- QUOTED TEXT -
Case ID: f-supp_323/html/1387-01.html
Source: Caselaw Access Project
Author: {"author": "WYZANSKI, Chief Judge.", "license": "Public Domain", "url": "https://static.case.law/"}
Date Created: 2024-08-24T03:29:51.129683

Roger A. MAILLOUX v. Daniel P. KILEY et al.
    Civ. A. No. 70-1859.
    United States District Court, D. Massachusetts.
    March 22, 1971.
    John H. Henn, Foley, Hoag & Elliot, Boston, Mass., for'plaintiff.
    Kevin M. Keating, Edmund M. Hurley, Crane, Inker & Oteri, Gerard F. Doherty, Boston, Mass., Michael J. Batal, Lawrence, Mass., for defendants.
   OPINION

WYZANSKI, Chief Judge.

This case involves an action by a public high school teacher against the City of Lawrence, the members of its school committee, the superintendent of its schools, and the principal of its high school. Plaintiff claims that in discharging him for his classroom conduct in connection with a taboo word the school committee deprived him of his rights under the First and Fourteenth Amendments to the United States Constitution, and that, therefore, he has a cause of action under 42 U.S.C. § 1983 within this court’s jurisdiction under 28 U.S.C. § 1343(3).

- TASK A -
According to the court opinion, which parties did the teacher bring his action against?
- TASK B -
Continue the court opinion on the teacher's discharge, picking up after its final sentence.
The lines that follow come from a different source and are not part of the court opinion.

- SOURCE MATERIAL -
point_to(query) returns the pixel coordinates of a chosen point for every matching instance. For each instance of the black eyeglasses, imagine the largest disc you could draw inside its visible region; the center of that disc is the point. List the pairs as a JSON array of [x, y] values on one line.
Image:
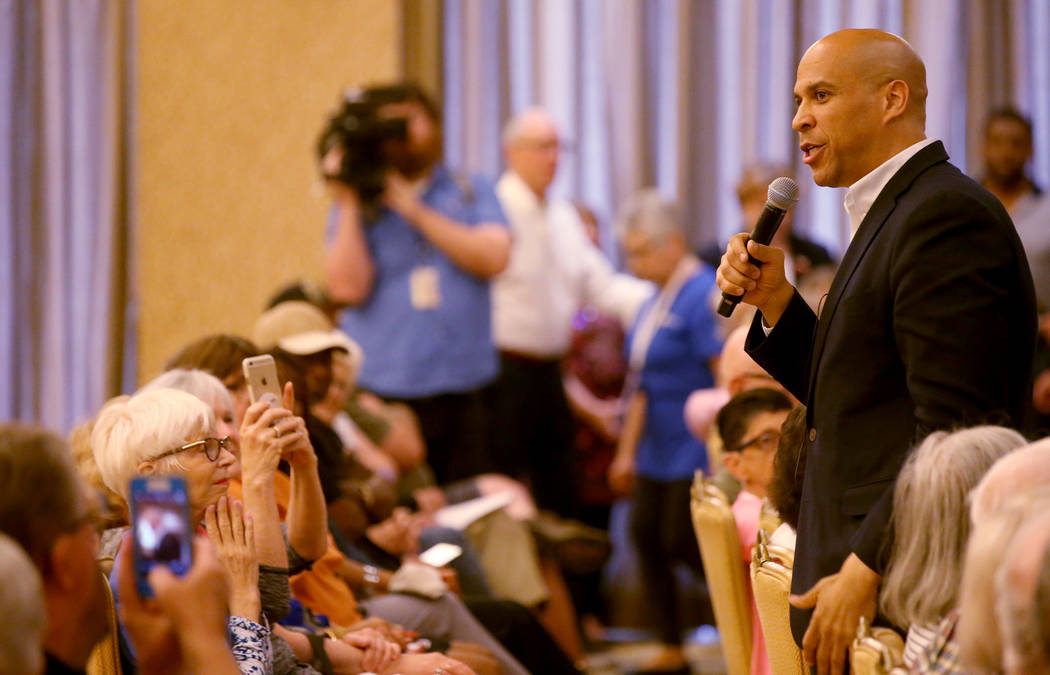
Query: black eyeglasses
[[212, 448], [767, 441]]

- ANSWER A -
- The City of Lawrence
- The members of its school committee
- The superintendent of its schools
- The principal of its high school

- ANSWER B -
These are the facts as found by this court after a full hearing.

Defendant members of the school committee employed plaintiff to teach in the Lawrence High School for the academic year 1970-1971 at a salary of $8100. Defendant principal assigned plaintiff to teach basic English to a class of about 25 students, boys and girls 16 and 17 years of age, all in the junior class or 11th grade.

Plaintiff assigned to the class for outside reading chapters in a novel, The Thread That Runs So True, by Jesse Stuart. The novel describes an incident based on the experiences of the author as a young country school teacher in rural Kentucky. He had taken over a one-room school in which the class had been seated with boys on one side, and girls on the other side, of the room. He intermingled the sexes for seating. Some parents objected on the ground the new teacher was running a “courting school.” Nowhere in the novel is there the word “fuck.”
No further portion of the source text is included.